• **THE RECORDS**
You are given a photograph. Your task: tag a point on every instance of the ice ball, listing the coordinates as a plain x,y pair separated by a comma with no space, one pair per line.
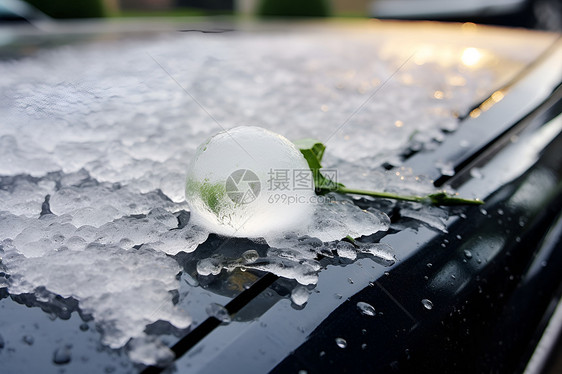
249,182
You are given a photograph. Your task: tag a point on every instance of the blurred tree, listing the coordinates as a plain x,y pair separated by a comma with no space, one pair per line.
294,8
70,8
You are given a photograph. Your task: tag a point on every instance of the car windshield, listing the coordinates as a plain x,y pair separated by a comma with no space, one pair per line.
96,138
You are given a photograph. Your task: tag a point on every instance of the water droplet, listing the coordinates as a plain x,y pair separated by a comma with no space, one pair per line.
427,304
366,309
300,295
341,342
219,312
250,256
209,266
475,173
62,356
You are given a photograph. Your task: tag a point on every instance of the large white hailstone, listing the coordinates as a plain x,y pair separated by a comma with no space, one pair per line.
249,182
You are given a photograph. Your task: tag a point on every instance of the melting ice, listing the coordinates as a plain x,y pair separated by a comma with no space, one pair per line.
95,141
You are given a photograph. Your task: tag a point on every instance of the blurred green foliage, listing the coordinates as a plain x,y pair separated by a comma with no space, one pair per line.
294,8
70,8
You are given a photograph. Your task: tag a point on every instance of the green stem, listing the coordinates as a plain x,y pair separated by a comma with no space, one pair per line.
439,198
386,195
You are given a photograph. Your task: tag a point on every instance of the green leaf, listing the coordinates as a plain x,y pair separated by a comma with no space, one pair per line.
313,151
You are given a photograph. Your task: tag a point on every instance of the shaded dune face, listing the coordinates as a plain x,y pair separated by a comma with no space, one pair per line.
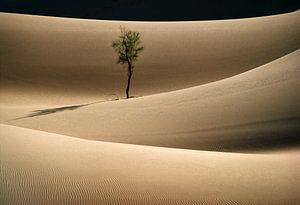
42,56
254,111
199,86
44,168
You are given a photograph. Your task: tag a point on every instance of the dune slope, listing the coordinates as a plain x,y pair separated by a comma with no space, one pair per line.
255,110
43,168
59,60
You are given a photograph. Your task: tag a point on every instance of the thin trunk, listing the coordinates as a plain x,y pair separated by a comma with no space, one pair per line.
130,70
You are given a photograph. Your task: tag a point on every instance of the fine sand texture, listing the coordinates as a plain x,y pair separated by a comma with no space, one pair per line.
249,111
62,61
44,168
214,117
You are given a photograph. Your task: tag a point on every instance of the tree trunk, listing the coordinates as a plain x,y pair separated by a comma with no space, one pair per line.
130,70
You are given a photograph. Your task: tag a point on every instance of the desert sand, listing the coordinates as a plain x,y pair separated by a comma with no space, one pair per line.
214,118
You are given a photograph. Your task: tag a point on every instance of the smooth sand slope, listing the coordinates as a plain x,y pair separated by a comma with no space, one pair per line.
214,85
43,168
249,111
58,60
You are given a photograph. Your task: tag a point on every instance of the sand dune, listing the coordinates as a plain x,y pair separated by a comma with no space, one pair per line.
55,60
214,85
44,168
252,110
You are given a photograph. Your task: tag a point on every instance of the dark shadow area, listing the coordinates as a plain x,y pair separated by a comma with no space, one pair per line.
252,137
151,10
51,111
48,111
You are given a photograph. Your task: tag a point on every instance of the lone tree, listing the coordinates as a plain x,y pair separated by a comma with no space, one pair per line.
128,47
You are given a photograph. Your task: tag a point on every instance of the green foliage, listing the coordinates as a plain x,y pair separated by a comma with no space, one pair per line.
128,46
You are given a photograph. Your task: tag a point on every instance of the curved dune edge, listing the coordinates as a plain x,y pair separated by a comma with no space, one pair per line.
44,168
46,60
254,111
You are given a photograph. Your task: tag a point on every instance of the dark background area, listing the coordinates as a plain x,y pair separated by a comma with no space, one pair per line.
151,10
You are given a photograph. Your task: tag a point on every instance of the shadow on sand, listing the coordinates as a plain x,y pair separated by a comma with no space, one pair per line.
48,111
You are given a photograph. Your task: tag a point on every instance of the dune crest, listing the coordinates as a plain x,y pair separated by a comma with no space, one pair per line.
44,168
54,60
255,110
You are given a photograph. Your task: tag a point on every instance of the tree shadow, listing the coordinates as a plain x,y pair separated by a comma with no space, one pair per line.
48,111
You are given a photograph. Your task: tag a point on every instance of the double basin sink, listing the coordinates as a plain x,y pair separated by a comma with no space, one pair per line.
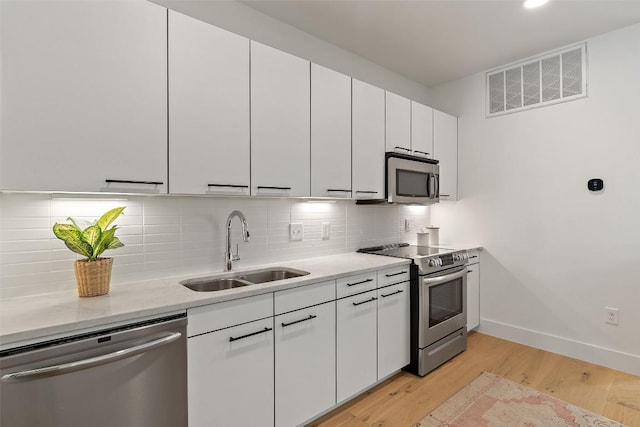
239,279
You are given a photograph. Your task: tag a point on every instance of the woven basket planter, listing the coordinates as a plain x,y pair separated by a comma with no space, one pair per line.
93,277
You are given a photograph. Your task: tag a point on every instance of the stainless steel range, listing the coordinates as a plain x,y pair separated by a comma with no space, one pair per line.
438,302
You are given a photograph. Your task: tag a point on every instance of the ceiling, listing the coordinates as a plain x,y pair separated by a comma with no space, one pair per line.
435,41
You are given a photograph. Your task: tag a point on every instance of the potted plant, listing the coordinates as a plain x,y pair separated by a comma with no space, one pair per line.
93,274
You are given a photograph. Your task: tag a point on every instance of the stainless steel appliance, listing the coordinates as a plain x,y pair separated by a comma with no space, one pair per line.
134,375
438,303
409,180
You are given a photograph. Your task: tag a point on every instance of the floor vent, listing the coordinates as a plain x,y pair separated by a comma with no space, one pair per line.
551,78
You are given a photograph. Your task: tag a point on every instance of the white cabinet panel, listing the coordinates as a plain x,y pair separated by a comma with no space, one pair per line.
421,130
393,329
398,123
231,382
84,96
280,123
356,344
208,109
330,133
368,140
305,364
445,149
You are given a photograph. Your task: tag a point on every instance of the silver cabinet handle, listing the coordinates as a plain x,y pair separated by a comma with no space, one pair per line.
456,275
64,368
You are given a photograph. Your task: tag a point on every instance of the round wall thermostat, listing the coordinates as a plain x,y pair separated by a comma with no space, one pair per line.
595,184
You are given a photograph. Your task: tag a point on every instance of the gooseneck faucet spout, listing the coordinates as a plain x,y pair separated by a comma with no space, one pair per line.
229,256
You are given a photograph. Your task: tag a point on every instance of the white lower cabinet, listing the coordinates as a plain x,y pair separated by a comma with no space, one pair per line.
393,329
356,346
305,364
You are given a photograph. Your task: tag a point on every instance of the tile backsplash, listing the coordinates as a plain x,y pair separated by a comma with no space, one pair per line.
183,236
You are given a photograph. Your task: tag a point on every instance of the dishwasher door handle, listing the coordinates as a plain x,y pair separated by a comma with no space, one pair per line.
64,368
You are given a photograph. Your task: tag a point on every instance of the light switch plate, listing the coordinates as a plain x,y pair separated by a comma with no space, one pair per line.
296,231
326,230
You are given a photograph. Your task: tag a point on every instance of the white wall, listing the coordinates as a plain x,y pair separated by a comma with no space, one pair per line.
556,254
180,236
248,22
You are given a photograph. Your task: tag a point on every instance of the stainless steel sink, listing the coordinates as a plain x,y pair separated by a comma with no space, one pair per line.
272,275
239,279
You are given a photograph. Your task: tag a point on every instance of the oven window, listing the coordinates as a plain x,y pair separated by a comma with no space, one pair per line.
411,183
445,301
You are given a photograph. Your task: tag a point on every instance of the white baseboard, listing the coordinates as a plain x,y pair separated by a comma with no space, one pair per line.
567,347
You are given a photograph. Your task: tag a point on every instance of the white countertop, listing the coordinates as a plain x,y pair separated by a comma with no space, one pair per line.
29,319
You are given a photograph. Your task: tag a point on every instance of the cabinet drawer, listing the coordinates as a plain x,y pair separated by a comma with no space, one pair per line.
356,284
304,296
229,313
393,275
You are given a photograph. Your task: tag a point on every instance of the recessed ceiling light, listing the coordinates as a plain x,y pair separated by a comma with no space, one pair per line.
530,4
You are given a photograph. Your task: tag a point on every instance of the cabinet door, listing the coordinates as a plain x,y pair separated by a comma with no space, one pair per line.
398,123
421,129
84,96
445,149
330,133
280,123
305,363
368,141
356,344
231,382
208,108
473,296
393,329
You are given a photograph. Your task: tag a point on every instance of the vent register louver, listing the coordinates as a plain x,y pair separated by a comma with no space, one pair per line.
555,77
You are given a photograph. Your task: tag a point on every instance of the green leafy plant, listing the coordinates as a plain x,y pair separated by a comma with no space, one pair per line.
93,240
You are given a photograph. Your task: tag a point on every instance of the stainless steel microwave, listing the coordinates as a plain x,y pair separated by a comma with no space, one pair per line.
411,179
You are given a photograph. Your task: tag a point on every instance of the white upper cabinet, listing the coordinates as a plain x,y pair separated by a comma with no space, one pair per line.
368,140
398,123
208,109
421,130
280,123
445,149
330,133
84,96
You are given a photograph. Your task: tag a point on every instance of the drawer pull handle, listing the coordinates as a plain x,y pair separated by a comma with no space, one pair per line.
399,291
261,187
364,302
395,274
232,339
228,185
311,316
128,181
360,283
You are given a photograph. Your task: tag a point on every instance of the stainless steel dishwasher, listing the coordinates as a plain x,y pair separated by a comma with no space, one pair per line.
130,376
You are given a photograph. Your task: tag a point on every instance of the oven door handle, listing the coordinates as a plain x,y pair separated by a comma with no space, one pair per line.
446,278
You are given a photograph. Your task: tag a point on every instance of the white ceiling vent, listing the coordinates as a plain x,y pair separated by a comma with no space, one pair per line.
554,77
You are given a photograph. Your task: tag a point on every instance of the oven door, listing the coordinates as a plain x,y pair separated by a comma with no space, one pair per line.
412,181
443,305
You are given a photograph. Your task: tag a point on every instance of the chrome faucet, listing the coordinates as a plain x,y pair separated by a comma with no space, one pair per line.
229,256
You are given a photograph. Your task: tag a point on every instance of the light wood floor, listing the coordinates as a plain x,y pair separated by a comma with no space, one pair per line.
405,399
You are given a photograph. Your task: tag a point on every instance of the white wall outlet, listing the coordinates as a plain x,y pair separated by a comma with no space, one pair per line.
296,231
611,315
326,230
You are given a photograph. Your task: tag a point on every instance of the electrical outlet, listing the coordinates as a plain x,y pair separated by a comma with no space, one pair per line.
611,315
326,230
296,232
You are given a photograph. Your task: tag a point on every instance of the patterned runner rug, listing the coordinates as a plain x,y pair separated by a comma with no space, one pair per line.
494,401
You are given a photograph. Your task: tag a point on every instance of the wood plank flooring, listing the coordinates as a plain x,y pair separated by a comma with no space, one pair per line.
405,399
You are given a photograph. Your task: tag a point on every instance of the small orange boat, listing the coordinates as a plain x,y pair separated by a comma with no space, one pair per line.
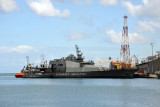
19,75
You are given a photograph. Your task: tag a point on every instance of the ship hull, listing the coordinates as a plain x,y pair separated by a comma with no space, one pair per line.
92,74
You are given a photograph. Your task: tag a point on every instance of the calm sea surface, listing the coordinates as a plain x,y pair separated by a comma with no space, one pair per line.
19,92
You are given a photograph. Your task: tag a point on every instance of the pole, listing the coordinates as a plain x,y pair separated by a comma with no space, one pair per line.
158,59
152,55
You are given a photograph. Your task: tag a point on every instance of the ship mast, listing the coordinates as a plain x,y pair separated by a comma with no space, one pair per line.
79,54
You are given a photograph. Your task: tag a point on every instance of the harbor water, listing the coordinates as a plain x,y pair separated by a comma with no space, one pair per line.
26,92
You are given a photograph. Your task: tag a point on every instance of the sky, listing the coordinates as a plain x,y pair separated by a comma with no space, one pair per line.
53,27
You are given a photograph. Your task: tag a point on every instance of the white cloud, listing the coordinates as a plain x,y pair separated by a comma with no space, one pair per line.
134,38
149,26
76,36
149,9
45,8
17,49
84,2
79,36
8,5
108,2
76,2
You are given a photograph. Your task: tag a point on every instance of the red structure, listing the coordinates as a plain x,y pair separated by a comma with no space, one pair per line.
125,49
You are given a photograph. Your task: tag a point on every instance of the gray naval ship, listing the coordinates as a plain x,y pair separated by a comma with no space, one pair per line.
75,67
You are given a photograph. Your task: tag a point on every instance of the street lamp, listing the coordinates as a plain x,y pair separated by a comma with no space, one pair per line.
152,55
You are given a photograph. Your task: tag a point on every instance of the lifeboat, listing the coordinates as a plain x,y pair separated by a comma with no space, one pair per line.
19,75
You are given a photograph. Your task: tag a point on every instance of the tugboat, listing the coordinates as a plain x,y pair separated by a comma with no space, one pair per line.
75,67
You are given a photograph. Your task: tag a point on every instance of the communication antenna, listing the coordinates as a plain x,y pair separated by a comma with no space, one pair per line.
42,59
27,60
125,49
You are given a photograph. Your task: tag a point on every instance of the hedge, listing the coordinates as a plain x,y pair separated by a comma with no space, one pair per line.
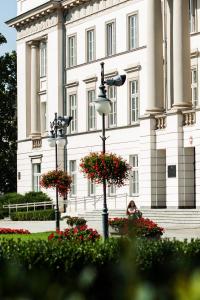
38,215
119,269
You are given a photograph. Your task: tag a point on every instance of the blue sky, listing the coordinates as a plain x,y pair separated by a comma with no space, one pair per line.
8,11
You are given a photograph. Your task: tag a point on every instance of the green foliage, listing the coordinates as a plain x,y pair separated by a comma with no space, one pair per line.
38,215
118,269
76,221
8,121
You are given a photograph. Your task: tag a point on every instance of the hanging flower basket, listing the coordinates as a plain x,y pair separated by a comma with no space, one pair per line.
109,166
55,178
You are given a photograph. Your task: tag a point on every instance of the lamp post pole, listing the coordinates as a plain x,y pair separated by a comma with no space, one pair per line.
54,127
103,137
103,107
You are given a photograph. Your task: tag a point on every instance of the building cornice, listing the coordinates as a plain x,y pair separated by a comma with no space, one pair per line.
34,14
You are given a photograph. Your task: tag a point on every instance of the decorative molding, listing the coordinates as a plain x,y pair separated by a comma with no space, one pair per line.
133,68
194,53
72,84
37,26
111,73
87,8
92,78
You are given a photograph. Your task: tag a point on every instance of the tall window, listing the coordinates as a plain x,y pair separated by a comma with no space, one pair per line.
43,59
134,179
194,86
73,112
193,15
110,39
112,117
133,31
73,169
91,110
91,188
134,101
36,173
111,190
90,45
72,50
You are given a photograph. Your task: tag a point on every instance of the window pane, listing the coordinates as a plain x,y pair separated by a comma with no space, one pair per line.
91,110
134,101
133,31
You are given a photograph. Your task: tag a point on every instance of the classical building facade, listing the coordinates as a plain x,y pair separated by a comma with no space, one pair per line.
154,121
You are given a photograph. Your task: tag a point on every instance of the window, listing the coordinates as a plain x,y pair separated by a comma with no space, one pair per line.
193,15
110,38
90,45
134,179
194,86
73,112
112,117
111,190
133,31
72,50
91,188
134,101
91,110
72,168
43,59
36,173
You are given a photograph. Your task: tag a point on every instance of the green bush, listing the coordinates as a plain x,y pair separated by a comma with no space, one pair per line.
38,215
119,269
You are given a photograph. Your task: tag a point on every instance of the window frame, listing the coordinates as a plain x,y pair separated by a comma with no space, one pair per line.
135,170
36,176
137,109
73,124
129,16
88,59
91,104
72,60
194,85
73,174
107,52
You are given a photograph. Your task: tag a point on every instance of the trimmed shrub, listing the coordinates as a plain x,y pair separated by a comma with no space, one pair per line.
38,215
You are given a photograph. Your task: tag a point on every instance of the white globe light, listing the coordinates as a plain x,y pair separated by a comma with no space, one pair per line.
103,106
51,142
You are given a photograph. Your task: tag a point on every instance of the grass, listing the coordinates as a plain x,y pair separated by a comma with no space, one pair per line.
26,237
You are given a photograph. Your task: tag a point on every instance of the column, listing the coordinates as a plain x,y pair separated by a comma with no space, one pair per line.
34,91
154,57
181,54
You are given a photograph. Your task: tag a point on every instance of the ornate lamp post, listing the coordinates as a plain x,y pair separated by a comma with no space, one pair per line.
103,107
57,133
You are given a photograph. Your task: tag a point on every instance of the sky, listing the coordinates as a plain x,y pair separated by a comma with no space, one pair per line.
8,11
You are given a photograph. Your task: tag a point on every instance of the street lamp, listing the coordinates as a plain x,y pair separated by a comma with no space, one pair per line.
103,107
57,132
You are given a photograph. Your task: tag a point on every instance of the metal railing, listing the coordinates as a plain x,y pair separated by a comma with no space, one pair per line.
80,204
33,205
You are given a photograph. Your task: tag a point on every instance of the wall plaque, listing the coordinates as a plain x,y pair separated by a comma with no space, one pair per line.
171,171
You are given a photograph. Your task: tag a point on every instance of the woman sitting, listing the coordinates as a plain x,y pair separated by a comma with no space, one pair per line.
132,210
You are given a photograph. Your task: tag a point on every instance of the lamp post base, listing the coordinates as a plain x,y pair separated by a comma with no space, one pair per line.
105,224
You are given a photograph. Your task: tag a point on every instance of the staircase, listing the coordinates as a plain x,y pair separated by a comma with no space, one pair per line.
167,218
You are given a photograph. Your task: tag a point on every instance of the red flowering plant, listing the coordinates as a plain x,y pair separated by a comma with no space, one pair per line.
57,178
109,166
78,233
13,231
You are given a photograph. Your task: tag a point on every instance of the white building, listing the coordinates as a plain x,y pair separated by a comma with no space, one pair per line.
155,117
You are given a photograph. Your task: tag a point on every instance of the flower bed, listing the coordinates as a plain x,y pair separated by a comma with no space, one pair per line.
76,221
100,166
140,227
59,179
13,231
79,233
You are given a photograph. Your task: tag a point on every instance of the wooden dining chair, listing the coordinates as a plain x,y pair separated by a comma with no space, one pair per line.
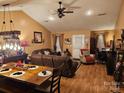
11,86
53,84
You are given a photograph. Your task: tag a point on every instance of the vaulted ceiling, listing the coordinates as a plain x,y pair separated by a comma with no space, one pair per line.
88,14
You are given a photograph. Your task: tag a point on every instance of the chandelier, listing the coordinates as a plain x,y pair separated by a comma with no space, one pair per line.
9,38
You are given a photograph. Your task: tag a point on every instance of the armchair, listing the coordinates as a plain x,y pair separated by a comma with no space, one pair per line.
86,57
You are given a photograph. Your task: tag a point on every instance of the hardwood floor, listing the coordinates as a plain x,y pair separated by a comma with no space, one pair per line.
89,79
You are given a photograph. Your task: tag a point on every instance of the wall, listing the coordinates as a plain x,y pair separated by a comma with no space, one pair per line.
108,35
69,34
120,23
27,26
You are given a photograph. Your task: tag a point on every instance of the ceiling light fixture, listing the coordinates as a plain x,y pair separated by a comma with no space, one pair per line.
51,18
89,12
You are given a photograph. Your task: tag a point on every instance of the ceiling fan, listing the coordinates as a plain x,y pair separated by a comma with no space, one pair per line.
62,10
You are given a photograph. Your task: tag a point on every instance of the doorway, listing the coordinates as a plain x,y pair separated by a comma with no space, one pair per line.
78,42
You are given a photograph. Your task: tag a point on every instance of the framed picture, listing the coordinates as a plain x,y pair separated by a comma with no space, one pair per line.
68,41
37,37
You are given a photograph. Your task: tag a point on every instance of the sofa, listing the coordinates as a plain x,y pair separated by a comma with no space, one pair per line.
16,58
52,60
86,57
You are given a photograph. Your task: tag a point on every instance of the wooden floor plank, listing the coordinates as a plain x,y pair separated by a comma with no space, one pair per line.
89,79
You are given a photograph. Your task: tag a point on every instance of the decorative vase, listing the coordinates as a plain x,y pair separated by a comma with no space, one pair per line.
122,35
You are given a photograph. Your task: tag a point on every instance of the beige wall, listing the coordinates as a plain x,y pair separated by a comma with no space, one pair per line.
27,26
69,34
108,35
120,23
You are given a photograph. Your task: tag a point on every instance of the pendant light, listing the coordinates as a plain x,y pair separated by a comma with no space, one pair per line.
11,41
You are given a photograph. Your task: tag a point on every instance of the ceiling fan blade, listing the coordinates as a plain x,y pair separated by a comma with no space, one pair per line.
72,2
73,7
67,5
68,12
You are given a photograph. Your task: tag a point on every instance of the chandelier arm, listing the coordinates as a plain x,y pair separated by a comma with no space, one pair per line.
10,18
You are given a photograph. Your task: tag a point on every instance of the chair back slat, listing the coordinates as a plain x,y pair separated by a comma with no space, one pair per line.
56,79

• **EXERCISE**
Return, unchanged, each line from the line containing "fan blade, listing" through the last line of the material.

• **TASK RESPONSE**
You are given a photograph. Your task: tag a point on every instance of the ceiling fan blade, listing the coordinates as a plain x,y pair separated by a comma with no space, one pair per line.
72,2
73,7
67,5
68,12
You are given a photograph. Your task: tag a point on every instance of the chandelier arm, listing the coordinates as a plain x,y pair separated by a comma with no space, one pair per line.
10,18
You are given a photograph. Your task: tag a point on every instance of the chair back slat, listing the coordinates as a plain x,y pair separated by a comma with no space, one pair per line.
56,79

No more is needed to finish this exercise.